Outre un diplôme en art et en design, Stefan Bruderer a étudié la technologie alimentaire et l’innovation commerciale. Le plaisir d’expérimenter, la créativité, voilà ce qui l’attire. Le degré de réussite de l’expérience «vin-chocolat», ce déchaînement gustatif tant espéré dépend… du quoi et du comment. Alors qu’un Amarone concentré «respire» le mieux entre 15 et 18 degrés, c’est-à-dire qu’il libère les molécules porteuses de goût au contact de l’oxygène, le beurre de cacao fond le mieux en bouche lorsqu’il atteint 36 degrés. Vous êtes donc la seule personne à blâmer si vous conservez du chocolat gourmet au réfrigérateur. Pour Stefan Bruderer, cela est comparable à la dégustation d’un vin rouge coûteux sorti du congélateur.

◆ TRAVAIL DEMANDÉ ◆
- 1) Recopiez à l'identique le passage du texte sur l'accord du vin et du chocolat, depuis « Outre un diplôme » jusqu'à « sorti du congélateur. ».
- 2) Selon le texte sur l'accord du vin et du chocolat, à quelle température le beurre de cacao fond-il le mieux en bouche ?

◆ EXTRAITS DE DONNÉES ◆
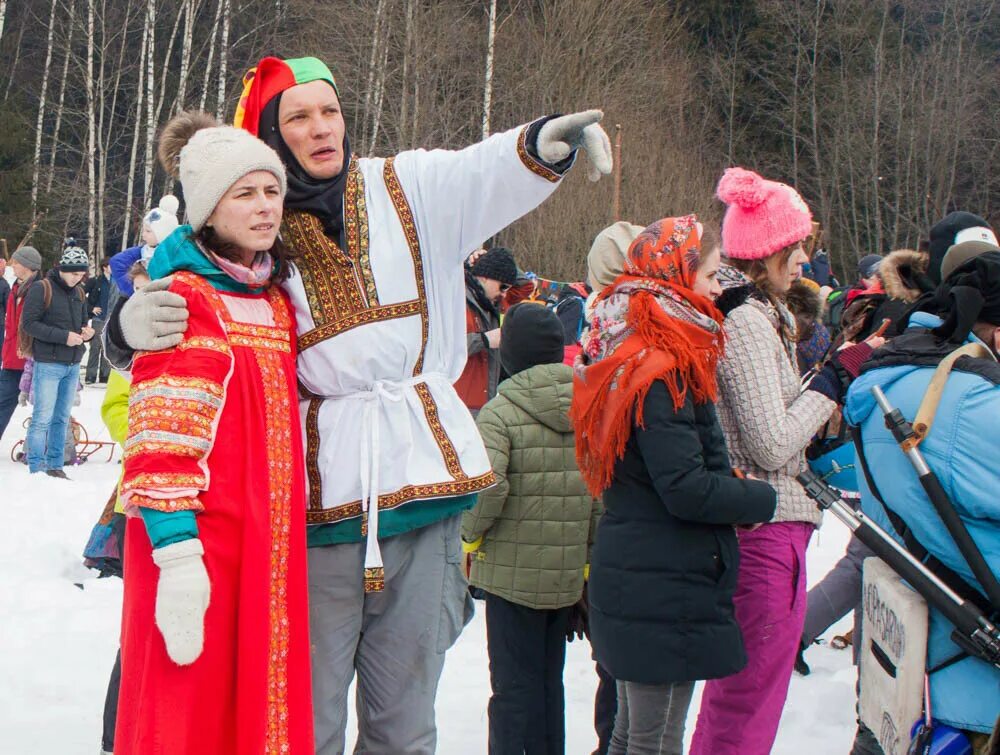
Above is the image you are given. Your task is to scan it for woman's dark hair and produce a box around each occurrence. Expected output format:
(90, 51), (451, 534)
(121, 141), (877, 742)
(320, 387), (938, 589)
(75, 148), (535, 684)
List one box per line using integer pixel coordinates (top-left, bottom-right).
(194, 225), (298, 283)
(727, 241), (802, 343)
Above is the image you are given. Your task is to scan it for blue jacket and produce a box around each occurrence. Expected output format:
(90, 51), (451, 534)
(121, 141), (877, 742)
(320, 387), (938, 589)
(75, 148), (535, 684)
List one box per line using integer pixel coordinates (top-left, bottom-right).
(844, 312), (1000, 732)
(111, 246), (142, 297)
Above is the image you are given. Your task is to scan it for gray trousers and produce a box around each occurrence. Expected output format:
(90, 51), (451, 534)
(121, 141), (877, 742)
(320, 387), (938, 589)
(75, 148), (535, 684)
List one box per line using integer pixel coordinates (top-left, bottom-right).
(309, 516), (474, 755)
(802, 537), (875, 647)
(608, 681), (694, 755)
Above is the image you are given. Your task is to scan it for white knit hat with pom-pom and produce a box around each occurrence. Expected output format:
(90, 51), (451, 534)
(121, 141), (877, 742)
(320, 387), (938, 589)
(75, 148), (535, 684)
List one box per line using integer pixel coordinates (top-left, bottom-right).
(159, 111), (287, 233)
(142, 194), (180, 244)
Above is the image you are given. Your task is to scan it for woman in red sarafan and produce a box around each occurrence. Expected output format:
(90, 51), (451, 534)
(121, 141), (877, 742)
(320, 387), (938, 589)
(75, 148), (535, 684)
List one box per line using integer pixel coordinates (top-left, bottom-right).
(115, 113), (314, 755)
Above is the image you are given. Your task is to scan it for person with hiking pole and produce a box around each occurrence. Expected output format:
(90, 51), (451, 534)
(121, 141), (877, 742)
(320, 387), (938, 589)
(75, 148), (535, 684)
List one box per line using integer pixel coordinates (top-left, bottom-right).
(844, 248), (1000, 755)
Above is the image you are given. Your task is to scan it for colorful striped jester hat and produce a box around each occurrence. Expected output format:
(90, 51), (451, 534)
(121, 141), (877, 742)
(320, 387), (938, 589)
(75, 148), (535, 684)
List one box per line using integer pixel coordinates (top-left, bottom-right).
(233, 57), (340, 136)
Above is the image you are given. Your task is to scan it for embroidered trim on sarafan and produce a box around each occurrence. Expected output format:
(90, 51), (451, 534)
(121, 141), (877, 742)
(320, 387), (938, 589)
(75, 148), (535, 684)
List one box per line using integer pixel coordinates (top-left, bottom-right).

◆ RÉPONSES NUMÉROTÉES ◆
- 1)
Outre un diplôme en art et en design, Stefan Bruderer a étudié la technologie alimentaire et l’innovation commerciale. Le plaisir d’expérimenter, la créativité, voilà ce qui l’attire. Le degré de réussite de l’expérience «vin-chocolat», ce déchaînement gustatif tant espéré dépend… du quoi et du comment. Alors qu’un Amarone concentré «respire» le mieux entre 15 et 18 degrés, c’est-à-dire qu’il libère les molécules porteuses de goût au contact de l’oxygène, le beurre de cacao fond le mieux en bouche lorsqu’il atteint 36 degrés. Vous êtes donc la seule personne à blâmer si vous conservez du chocolat gourmet au réfrigérateur. Pour Stefan Bruderer, cela est comparable à la dégustation d’un vin rouge coûteux sorti du congélateur.

- 2) Lorsqu'il atteint 36 degrés.